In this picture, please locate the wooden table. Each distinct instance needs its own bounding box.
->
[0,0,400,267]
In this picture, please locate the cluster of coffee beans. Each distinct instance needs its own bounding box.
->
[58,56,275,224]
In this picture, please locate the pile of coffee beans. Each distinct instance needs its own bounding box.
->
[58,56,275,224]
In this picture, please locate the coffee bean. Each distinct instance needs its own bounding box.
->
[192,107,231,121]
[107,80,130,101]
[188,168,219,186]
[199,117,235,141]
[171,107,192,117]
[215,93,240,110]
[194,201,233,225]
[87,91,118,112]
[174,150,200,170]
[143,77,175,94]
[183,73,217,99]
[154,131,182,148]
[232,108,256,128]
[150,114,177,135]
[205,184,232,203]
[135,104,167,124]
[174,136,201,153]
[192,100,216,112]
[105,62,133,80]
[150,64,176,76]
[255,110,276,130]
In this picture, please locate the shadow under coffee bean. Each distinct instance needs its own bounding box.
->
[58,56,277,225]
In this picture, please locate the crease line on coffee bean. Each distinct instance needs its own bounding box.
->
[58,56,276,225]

━━━━━━━━━━━━━━━━

- _Given request_
Rewrite the listing above with every "bounding box" changed to "rectangle", keeping all other text the same.

- _Task solution_
In this picture, please locate the wooden table. Each distinct instance needs its own rectangle.
->
[0,0,400,267]
In this picture, please locate the cluster of coffee beans. Each distinct instance needs its own rectangle.
->
[58,56,275,224]
In this picture, please locate the pile of coffee beans. Each distinct instance needs its own rectangle.
->
[58,56,275,224]
In this picture, please locate the coffee bean. Each distinct instance needs its own rectangle.
->
[192,107,231,121]
[107,80,130,101]
[188,168,219,186]
[199,117,235,141]
[171,107,192,117]
[215,93,240,110]
[194,201,233,225]
[87,91,118,112]
[174,150,200,170]
[143,77,175,94]
[183,73,217,99]
[154,131,182,148]
[232,108,256,128]
[150,114,177,135]
[205,184,232,203]
[135,104,167,124]
[174,136,201,153]
[192,100,216,112]
[105,62,133,80]
[150,64,176,76]
[255,110,276,130]
In this picture, please locate the shadow under coffee bean. Each distinct instance needs its own rectangle.
->
[58,56,277,225]
In this picture, please locate the crease line on coffee bean. Each distinct instance needs its own rectangle.
->
[58,56,276,225]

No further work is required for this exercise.